* EXERCISE MATERIAL:
────

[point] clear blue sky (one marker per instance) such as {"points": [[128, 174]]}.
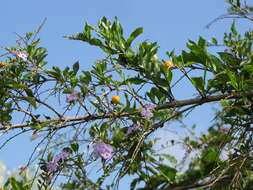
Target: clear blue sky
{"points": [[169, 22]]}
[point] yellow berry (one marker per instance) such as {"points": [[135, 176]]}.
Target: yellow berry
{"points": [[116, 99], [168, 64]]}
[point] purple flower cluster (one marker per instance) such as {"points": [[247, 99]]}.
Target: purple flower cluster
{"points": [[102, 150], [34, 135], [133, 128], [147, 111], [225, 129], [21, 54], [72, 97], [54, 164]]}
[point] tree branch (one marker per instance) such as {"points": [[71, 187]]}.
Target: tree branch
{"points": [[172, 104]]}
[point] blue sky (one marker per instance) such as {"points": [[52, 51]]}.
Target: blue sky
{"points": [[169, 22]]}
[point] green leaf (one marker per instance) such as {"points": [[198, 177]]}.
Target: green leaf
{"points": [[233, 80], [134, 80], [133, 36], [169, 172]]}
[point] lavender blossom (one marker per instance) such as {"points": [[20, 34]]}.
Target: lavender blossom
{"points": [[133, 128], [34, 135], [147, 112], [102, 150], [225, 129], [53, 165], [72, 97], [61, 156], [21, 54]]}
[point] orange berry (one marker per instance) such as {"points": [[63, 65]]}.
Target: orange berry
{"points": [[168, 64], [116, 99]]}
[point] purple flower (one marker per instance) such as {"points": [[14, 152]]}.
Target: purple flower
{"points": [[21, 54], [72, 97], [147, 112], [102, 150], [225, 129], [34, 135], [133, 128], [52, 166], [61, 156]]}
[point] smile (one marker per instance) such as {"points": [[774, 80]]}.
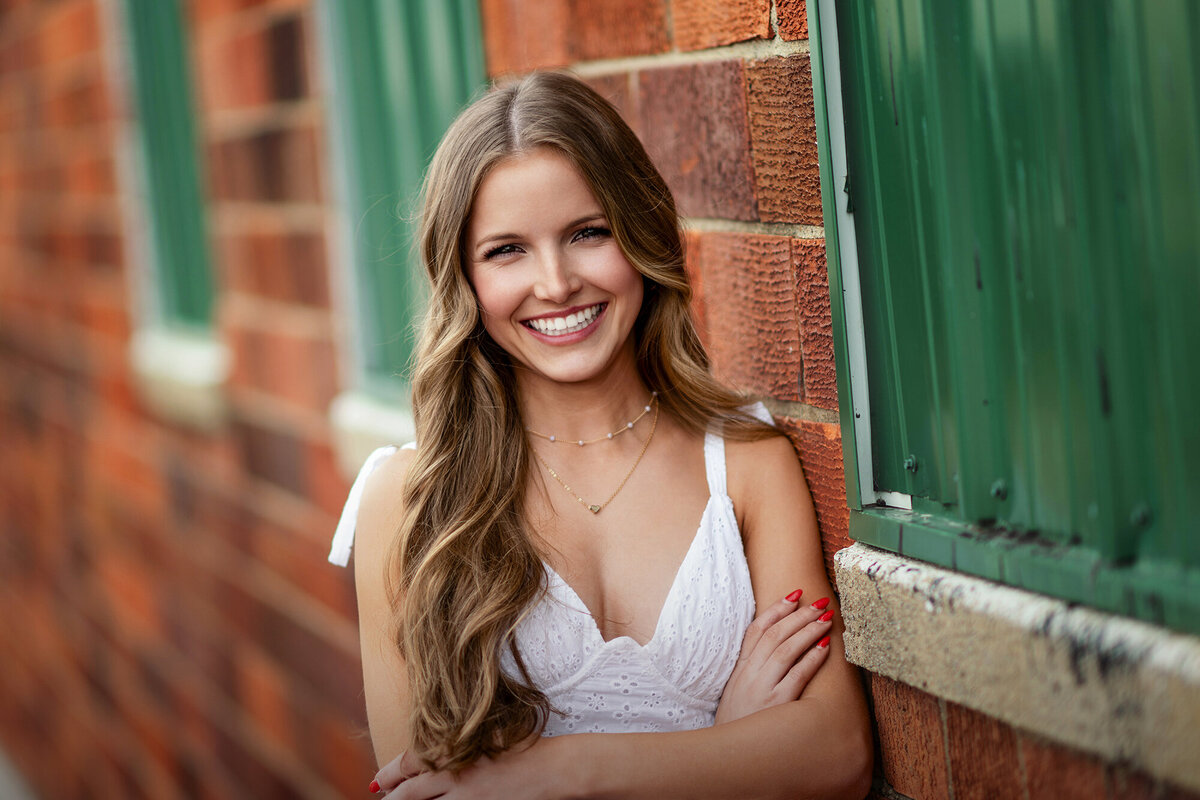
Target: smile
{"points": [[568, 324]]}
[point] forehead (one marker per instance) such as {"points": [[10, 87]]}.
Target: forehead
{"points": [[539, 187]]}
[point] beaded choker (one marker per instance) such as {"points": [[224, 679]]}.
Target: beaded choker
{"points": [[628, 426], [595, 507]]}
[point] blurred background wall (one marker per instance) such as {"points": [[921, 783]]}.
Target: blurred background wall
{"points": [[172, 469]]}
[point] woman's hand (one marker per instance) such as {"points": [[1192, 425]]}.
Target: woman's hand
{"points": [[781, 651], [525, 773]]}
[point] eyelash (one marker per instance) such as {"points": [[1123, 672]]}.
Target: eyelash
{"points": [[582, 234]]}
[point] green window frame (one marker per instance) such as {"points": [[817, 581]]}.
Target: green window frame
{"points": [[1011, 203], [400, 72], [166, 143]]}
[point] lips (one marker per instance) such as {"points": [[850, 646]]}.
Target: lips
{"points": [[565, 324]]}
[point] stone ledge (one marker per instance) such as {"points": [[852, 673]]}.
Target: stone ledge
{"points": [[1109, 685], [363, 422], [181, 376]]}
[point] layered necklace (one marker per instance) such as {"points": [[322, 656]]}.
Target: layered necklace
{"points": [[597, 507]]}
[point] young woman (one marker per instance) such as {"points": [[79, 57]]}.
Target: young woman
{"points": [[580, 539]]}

────

* WORK REQUIRED:
Give the lines of all the records above as a numbered list, skipping any blank lines. Leave the pictures out.

* WRITTEN REPLY:
1. [point] clear blue sky (one marker per instance) such as {"points": [[128, 174]]}.
2. Target: clear blue sky
3. {"points": [[169, 22]]}
4. [point] yellow berry (one marker per instance) such as {"points": [[135, 176]]}.
5. Target: yellow berry
6. {"points": [[116, 99], [168, 64]]}
7. [point] purple flower cluster (one marker per instance) such as {"points": [[247, 99]]}.
8. Target: purple flower cluster
9. {"points": [[102, 150], [34, 135], [133, 128], [147, 111], [225, 129], [21, 54], [72, 97], [54, 164]]}
10. [point] tree branch (one marker per instance) such as {"points": [[71, 187]]}.
11. Target: tree branch
12. {"points": [[172, 104]]}
13. [point] blue sky (one marker per instance) such as {"points": [[52, 51]]}.
14. Target: blue sky
15. {"points": [[169, 22]]}
16. [point] green leaf (one marker per instance) such as {"points": [[198, 177]]}.
17. Target: green leaf
18. {"points": [[233, 80], [134, 80], [133, 36], [169, 172]]}
19. [point] lavender blossom (one marker per instance) such as {"points": [[20, 34]]}.
20. Target: lavender blossom
21. {"points": [[133, 128], [34, 135], [147, 112], [102, 150], [225, 129], [53, 165], [72, 97], [61, 156], [21, 54]]}
22. [point] orange berry (one marker per instance) such as {"points": [[63, 65]]}.
23. Target: orange berry
24. {"points": [[168, 64], [116, 99]]}
25. [point] purple flower (one marker per instance) such as {"points": [[14, 152]]}.
26. Target: purple flower
27. {"points": [[21, 54], [72, 97], [147, 112], [102, 150], [225, 129], [34, 135], [133, 128], [52, 166], [61, 156]]}
28. [point] smile (one marker per instance) such as {"points": [[774, 80]]}.
29. Target: smile
30. {"points": [[568, 324]]}
31. [point] forehead (one marker per instance) such as {"points": [[10, 87]]}.
32. Target: forehead
33. {"points": [[539, 187]]}
34. [point] beaded choker (one marker per instance) such as {"points": [[224, 679]]}.
35. Target: beaded choker
36. {"points": [[628, 426], [595, 507]]}
37. [point] blurred background wall (one marker per instance) such as {"points": [[921, 783]]}.
38. Target: blurred background wall
39. {"points": [[172, 469]]}
40. [point] woman's hand (one marker per instance) such as {"points": [[1192, 425]]}.
41. Target: woman's hand
42. {"points": [[781, 651], [525, 773]]}
43. [point] eyelash (one marker per instance) such as {"points": [[1123, 672]]}.
44. Target: eyelash
45. {"points": [[582, 234]]}
46. [point] green window frame (one marker per instance) such as {"points": [[817, 581]]}.
47. Target: green window frame
48. {"points": [[1011, 203], [400, 72], [166, 143]]}
49. [point] lips (one marker per instance) such as {"points": [[850, 646]]}.
50. Target: lips
51. {"points": [[565, 324]]}
52. [point] stone ledge (one marker per instance) such as {"points": [[852, 673]]}.
53. Target: stone ledge
54. {"points": [[1109, 685], [363, 422], [181, 376]]}
55. [point] layered necklace (one marker per instance) such as {"points": [[322, 656]]}.
56. Target: layered necklace
57. {"points": [[597, 507]]}
58. [point] young woman (one marker per instance) such as {"points": [[79, 57]]}.
59. Target: young woman
60. {"points": [[580, 539]]}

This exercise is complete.